--- Start of TEXT BLOCK ---

During the current year the group has seen the expansion of a portfolio of residential children’s homes operated by the Group across North West England, North East England and Southern Scotland.

The Group has continued to provide creative child-centred care packages for children and young people who are looked after, with an over-arching philosophy that every child has equal rights to the highest quality childcare. This focus provides each young person with a safe, supportive, trusting environment, with challenges that promote growth, responsibility, learning and positive outcomes, all of which contribute to continually high levels of referrals and growth in turnover. 

This has been achieved through continued investment and a parallel focus on retaining, attracting, training and empowering a highly skilled and motivated staff team delivering consistently high standards of care.

The Group continues to invest in high quality freehold properties to fully meet the needs of service users. Funding facilities are in place with the Group’s lenders to continue this into the 2028/2029 financial year, with further acquisitions currently in progress, further increasing forecast turnover. The value of the investment in the A Wilderness Way Group was £97.234m at 29 February 2024.

Demand for services across the Group remain extremely positive with high levels of occupancy being delivered, based on the continuing strength and depth of relationships with a wide range of Local Authorities throughout the UK. 

During 2022/23, A Wilderness Way Limited reconfigured their existing Ofsted registered services into Multi Building Registrations. All current and planned future services follow this registration route.

Principal risks and uncertainties

The directors have identified the following principal risks and uncertainties affecting the Group of which A Wilderness Way Group Limited is a member:

Care quality risk: The Group primarily cares for high-acuity service users with complex needs. Services are delivered by a highly skilled staff team with service quality being monitored and managed daily through the implementation and operation of robust policies and procedures. Internal compliance processes and skills training programmes are supplemented by regular independent external compliance reviews on each operating site, in turn monitored by Ofsted inspections. High levels of staff engagement are delivered through proactive training, coaching and mentoring programmes throughout the business, all focused on enhancing the quality of service delivery. 

Regulatory risk: The Group operates in a regulated sector, with the key regulatory body being Ofsted. The Group works closely and constructively with the regulatory body to maintain and improve its historic quality and regulatory compliance ratings, with a clear focus on regulatory compliance throughout its operational governance and people management processes.

Financial risk: The Group’s customers are exclusively Local Authorities funded in part by Central Government. Management have developed robust financial management control processes and has built a strong and supportive relationship with its lenders with significant funding headroom available to allow proactive management of potential margin pressures arising from local Government funding constraints. The business continues to monitor the housing market to help deliver the growth plan for 2024/2025.

--- End of TEXT BLOCK ---
--- Start of PROVIDED MATERIAL ---

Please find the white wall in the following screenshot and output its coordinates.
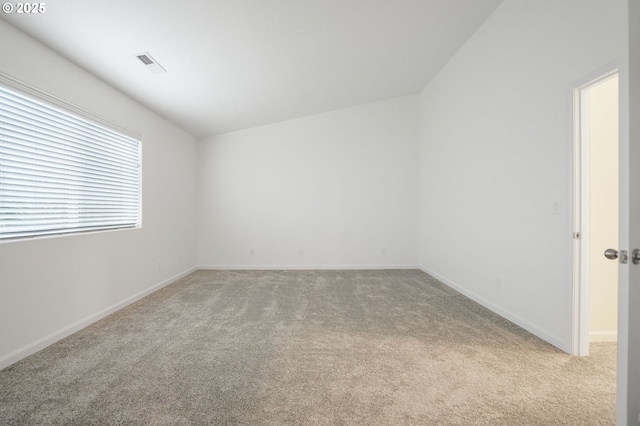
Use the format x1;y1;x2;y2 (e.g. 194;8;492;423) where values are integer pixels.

--- End of PROVIDED MATERIAL ---
--- Start of PROVIDED MATERIAL ---

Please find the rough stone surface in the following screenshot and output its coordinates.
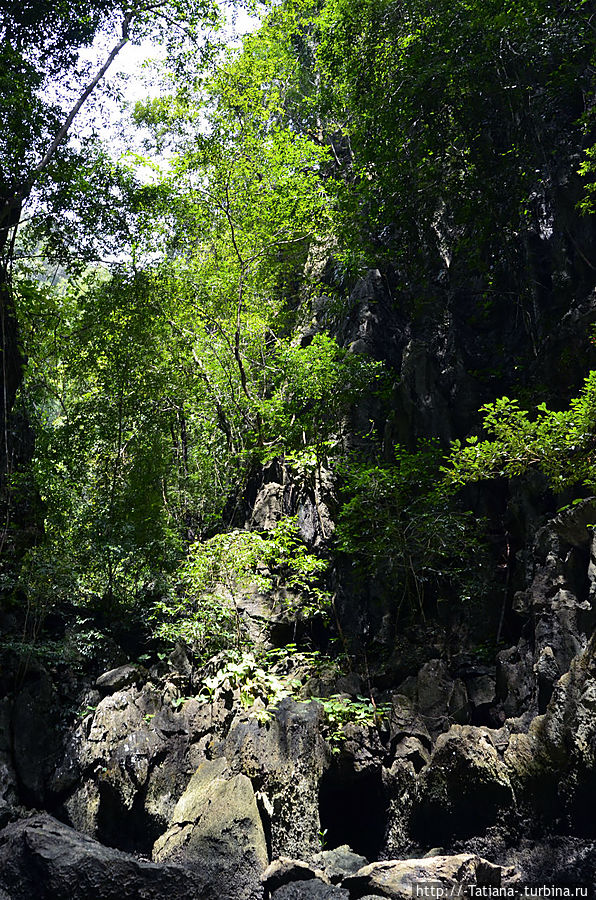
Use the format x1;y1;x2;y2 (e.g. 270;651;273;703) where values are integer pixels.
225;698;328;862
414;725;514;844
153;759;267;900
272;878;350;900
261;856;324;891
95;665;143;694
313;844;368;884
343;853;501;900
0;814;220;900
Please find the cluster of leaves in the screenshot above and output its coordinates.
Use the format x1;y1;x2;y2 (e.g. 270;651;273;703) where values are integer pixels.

--- End of PROVIDED MATERIAL ---
--- Start of PROVIDED MATERIAL ---

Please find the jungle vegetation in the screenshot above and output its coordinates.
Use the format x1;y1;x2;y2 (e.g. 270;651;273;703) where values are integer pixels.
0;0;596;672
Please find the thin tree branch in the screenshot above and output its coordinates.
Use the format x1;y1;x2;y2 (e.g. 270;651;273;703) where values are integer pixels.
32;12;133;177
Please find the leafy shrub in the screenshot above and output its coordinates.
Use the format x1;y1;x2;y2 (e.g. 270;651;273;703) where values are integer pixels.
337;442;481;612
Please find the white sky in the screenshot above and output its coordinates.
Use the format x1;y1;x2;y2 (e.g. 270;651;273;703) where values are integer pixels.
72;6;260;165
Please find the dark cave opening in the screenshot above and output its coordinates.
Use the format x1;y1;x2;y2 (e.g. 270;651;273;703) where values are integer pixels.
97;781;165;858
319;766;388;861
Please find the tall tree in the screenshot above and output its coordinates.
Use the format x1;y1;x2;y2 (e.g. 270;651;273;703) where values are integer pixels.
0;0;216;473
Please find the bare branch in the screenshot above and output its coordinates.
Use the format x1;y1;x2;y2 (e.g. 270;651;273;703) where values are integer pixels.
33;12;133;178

--- End of PROVIDED MATERIAL ---

## WHAT YOU WILL DO
A: Reproduce the group report word for word, from "During the current" up to and including "and Southern Scotland.".
B: According to the group report, why has the Group built a relationship with its lenders that gives it significant funding headroom? Answer in one to three sentences.
C: What value does the group report give for the investment in the A Wilderness Way Group at 29 February 2024?

## RESPONSES TO THE EXERCISE
A:
During the current year the group has seen the expansion of a portfolio of residential children’s homes operated by the Group across North West England, North East England and Southern Scotland.

B: The headroom lets the Group manage potential margin pressures proactively. Those pressures could arise from funding constraints on local Government, since the Group's customers are exclusively Local Authorities funded in part by Central Government.

C: £97.234m